Given text
## Begin

# 230V AC to 5V DC converter, lossless

Is there any IC which converts 230V AC to 5V DC? As lossless as possible. I want to connect my microcontroller to an ordinary electrical socket and I don't have enough space available. Thanks.

• How much current? How much space? And no, nothing is completely lossless; can you live with, say, 90% efficiency? Do you need isolation? – Dave Tweed Sep 23 '12 at 22:01
• Why not use a standard wall adapter? – helloworld922 Sep 23 '12 at 22:21
• You can use a USB charger and cut the USB cable to reveal the 5V and Gnd wires. (When you buy a new phone, you'll get a spare 230VAC to 5V DC converter.) – Oskar Skog Apr 24 '17 at 12:17

There's no such thing as "lossless" anything in electronics, and there's not a single IC that's designed to do what you want. But here are some different supply ideas. Since you didn't specify current consumption or efficiency, let's look at three different approaches:

# Non-isolating Zener supply

## 5% efficiency or less

Plug-in timers that are microcontroller-based usually use non-isolating power supplies, like this:

R1 essentially drops the difference between the Zener diode and the AC mains potential, so it's not going to be efficient for anything except light loads. Also, your load can't change dramatically, as the resistor has to be sized to provide enough current to the zener to cause it to reverse avalanche, without providing too much current. If your load starts pulling too much current, its voltage will drop. If your load doesn't pull enough current, the zener diode can be damaged.

## Pros

• Very small
• Very cheap
• Excellent for extremely light loads (MCU + switch device)

## Cons

• No isolation
• Load current isn't flexible; must be fixed within small window

# Mains-frequency regulated transformer supply

## 20-75% efficiency

You can always use a transformer (60:1 or so), a bridge rectifier, and a linear regulator, like this:

This introduces a bulky, costly transformer into the design, but it's more efficient than the previous design, and your load can vary quite a bit.

## Pros

• Easiest to implement
• Designed for medium current loads -- a clock radio, for example.

## End

Entries provided
## Begin

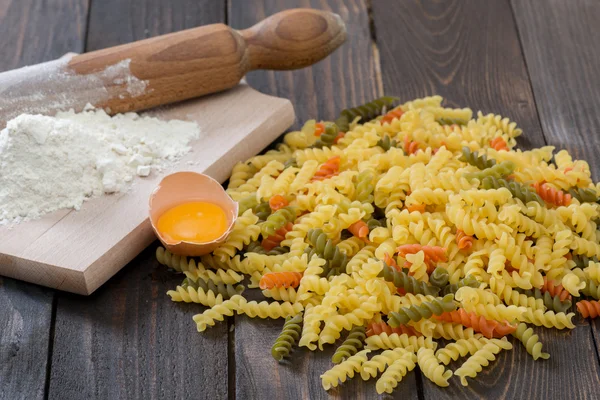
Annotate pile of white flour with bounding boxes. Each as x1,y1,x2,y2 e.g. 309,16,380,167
0,109,200,225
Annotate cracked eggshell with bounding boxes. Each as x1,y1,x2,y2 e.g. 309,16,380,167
149,172,239,256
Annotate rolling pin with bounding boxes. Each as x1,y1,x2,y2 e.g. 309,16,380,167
0,9,346,128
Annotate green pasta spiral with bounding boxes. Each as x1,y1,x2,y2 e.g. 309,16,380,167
245,241,290,256
181,278,244,300
283,157,298,169
252,201,271,221
376,135,398,151
465,160,517,181
379,263,440,296
520,288,573,312
271,313,302,361
331,326,367,364
581,279,600,300
335,96,398,132
511,323,550,360
356,169,375,203
459,146,496,169
367,218,385,232
436,118,469,125
429,267,450,288
481,176,546,205
569,187,598,203
261,206,297,238
571,253,598,268
311,122,340,149
238,194,258,217
442,275,479,295
307,229,348,275
388,294,456,328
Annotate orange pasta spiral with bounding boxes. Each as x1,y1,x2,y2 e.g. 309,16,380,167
404,135,419,154
383,253,400,271
315,122,325,136
577,300,600,318
312,156,340,181
456,229,473,250
396,244,448,264
260,222,294,251
533,182,571,206
540,277,572,301
490,136,508,151
269,194,290,211
367,322,422,337
406,204,425,213
259,271,302,290
434,308,517,339
381,108,404,125
348,220,369,239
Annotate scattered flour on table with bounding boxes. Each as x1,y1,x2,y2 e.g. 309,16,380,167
0,108,200,225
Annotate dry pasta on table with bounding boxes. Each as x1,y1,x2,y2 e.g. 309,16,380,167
157,96,600,393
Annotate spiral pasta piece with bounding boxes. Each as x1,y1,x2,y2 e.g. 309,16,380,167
533,182,571,206
459,146,496,169
577,300,600,318
456,229,474,250
435,338,498,365
454,339,512,386
388,295,456,327
259,271,302,290
321,349,370,390
331,326,366,364
522,309,575,329
378,264,440,296
366,321,421,337
436,308,517,339
261,206,297,238
512,323,550,360
481,176,544,204
375,349,417,394
335,96,402,131
365,332,437,350
311,156,341,181
417,348,452,387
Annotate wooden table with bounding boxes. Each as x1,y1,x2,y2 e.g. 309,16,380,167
0,0,600,400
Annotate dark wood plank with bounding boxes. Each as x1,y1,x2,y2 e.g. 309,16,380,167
0,0,87,400
49,0,228,400
49,245,227,400
512,0,600,384
373,0,600,399
229,0,417,399
512,0,600,171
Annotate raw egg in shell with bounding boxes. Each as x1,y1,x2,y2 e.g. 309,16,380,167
150,172,238,256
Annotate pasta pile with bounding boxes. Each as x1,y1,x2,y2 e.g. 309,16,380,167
157,96,600,393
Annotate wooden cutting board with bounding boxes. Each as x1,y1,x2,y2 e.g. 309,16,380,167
0,84,294,295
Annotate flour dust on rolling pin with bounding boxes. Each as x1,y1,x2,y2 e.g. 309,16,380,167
0,57,148,129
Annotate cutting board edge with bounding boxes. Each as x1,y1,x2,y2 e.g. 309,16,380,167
0,85,295,295
81,95,296,295
0,254,89,295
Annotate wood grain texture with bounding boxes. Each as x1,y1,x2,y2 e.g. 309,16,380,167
512,0,600,169
49,0,228,400
373,0,600,399
0,85,294,294
512,0,600,390
0,0,88,400
228,0,417,399
66,9,346,113
228,0,381,127
49,244,227,400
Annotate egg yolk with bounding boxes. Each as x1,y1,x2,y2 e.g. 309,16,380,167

## End

Work to complete
1. In the power supply discussion, swap "R1" for "R2" and write out the passage from "# Non-isolating Zener" to "can be damaged.".
2. What efficiency range does the power supply discussion give for the mains-frequency regulated transformer supply?
Rely solely on the power supply discussion when responding.

Answers to the problems
1.
# Non-isolating Zener supply

## 5% efficiency or less

Plug-in timers that are microcontroller-based usually use non-isolating power supplies, like this:

R2 essentially drops the difference between the Zener diode and the AC mains potential, so it's not going to be efficient for anything except light loads. Also, your load can't change dramatically, as the resistor has to be sized to provide enough current to the zener to cause it to reverse avalanche, without providing too much current. If your load starts pulling too much current, its voltage will drop. If your load doesn't pull enough current, the zener diode can be damaged.

2. 20-75% efficiency